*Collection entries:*
- Opening Delimiter -
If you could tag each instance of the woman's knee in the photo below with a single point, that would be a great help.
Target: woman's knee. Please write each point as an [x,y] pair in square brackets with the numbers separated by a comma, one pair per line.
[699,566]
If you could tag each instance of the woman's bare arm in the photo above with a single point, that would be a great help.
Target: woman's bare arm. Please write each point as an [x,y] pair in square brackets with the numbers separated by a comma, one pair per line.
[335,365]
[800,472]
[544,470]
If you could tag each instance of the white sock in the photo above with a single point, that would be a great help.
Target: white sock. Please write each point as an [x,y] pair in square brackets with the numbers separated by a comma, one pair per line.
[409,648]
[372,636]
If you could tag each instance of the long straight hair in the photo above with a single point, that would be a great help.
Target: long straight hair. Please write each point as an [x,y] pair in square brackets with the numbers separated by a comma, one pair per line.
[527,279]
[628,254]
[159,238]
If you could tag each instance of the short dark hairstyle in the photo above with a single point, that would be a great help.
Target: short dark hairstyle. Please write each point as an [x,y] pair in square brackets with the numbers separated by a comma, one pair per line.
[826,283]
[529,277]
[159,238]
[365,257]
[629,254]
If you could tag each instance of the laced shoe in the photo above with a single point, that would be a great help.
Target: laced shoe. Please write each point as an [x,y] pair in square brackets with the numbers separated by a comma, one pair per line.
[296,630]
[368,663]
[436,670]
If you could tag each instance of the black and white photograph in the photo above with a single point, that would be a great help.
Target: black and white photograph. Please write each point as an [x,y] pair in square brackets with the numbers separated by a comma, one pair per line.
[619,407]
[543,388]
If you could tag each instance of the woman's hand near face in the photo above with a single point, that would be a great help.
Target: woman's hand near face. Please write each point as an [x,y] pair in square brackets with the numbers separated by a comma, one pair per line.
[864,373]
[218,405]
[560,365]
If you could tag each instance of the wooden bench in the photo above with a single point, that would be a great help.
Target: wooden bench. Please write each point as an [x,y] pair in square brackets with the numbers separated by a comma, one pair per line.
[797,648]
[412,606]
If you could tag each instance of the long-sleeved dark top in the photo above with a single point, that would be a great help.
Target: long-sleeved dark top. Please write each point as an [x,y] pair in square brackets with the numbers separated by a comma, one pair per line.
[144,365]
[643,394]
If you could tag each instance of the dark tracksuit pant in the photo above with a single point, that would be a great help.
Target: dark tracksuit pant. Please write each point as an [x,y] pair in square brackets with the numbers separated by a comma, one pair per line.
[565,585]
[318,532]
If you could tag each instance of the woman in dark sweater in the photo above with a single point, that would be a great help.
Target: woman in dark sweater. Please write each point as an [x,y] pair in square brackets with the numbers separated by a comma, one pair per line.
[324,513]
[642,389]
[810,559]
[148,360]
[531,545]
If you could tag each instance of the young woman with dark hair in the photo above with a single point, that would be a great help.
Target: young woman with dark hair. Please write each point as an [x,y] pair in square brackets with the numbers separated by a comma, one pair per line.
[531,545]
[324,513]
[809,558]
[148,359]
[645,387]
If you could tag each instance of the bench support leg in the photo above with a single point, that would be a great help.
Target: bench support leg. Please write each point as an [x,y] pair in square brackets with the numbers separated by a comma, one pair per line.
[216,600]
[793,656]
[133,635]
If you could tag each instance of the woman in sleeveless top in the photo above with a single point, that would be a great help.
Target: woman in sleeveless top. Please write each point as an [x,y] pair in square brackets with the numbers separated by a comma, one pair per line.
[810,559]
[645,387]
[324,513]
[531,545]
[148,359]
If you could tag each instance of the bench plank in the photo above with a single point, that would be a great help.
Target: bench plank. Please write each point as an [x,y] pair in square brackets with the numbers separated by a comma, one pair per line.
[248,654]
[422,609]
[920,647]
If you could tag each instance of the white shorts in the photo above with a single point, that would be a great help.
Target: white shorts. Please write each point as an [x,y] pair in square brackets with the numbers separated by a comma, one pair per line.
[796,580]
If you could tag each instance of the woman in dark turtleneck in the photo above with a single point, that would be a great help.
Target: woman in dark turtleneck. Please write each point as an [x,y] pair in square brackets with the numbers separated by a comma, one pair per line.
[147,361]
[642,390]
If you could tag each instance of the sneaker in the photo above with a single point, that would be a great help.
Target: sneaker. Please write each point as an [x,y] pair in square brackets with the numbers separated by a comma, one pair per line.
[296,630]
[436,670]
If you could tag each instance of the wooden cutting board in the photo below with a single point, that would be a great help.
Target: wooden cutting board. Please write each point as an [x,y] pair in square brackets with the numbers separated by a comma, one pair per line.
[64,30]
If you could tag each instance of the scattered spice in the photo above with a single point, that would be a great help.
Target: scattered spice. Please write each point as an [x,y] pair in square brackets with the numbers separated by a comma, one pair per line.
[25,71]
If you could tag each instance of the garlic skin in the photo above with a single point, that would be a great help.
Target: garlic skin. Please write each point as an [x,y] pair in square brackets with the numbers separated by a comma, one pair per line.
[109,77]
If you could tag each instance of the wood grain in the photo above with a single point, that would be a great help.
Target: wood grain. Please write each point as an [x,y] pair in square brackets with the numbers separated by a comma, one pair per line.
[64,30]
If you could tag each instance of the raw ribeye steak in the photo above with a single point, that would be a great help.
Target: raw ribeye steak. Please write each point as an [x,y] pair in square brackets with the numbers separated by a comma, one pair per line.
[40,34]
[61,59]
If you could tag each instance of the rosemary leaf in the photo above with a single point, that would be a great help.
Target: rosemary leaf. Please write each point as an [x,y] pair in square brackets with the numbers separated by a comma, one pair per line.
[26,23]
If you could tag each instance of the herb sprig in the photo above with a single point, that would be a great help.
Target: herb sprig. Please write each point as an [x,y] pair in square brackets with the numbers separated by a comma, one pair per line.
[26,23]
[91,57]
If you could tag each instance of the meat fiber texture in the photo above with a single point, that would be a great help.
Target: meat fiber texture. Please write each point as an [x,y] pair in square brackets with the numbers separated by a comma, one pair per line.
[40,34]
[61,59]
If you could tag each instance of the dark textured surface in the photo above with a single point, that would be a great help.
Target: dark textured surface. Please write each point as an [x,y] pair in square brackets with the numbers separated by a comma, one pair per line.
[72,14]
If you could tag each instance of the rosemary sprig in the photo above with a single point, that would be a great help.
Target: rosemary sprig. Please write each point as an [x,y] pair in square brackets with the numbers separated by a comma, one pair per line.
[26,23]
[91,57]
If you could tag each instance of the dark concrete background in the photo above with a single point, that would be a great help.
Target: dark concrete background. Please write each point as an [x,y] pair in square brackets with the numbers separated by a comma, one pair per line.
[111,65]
- Closing Delimiter -
*WORK ITEM:* Spot every line in the entries that includes the word "below", and copy each one out.

*ANSWER SPACE:*
If you could tag each instance of the woman's knee in the photo below with a single point, that would be a great help.
If you could tag each instance of the wooden cutting board in the photo below with a single point, that would be a great help.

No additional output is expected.